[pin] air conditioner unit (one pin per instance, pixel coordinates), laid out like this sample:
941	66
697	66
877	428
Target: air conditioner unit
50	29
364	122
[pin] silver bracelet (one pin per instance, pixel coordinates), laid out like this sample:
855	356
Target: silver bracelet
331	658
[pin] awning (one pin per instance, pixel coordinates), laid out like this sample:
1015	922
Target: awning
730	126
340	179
--
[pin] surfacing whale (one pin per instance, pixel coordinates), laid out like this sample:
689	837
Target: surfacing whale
--
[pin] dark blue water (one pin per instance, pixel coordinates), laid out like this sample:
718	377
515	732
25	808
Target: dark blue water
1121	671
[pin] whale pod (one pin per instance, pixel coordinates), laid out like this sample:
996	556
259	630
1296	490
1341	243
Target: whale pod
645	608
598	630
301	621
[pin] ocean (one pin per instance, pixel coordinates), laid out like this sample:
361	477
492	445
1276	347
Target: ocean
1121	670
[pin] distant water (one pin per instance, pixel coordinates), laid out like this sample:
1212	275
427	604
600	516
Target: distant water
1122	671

* What you have to do *
Select the lines from the entries that include the word "surfacing".

* Task response *
[pin] surfacing whale (one pin per instance, pixel coordinates), laid out like this sample:
Target: surfacing whale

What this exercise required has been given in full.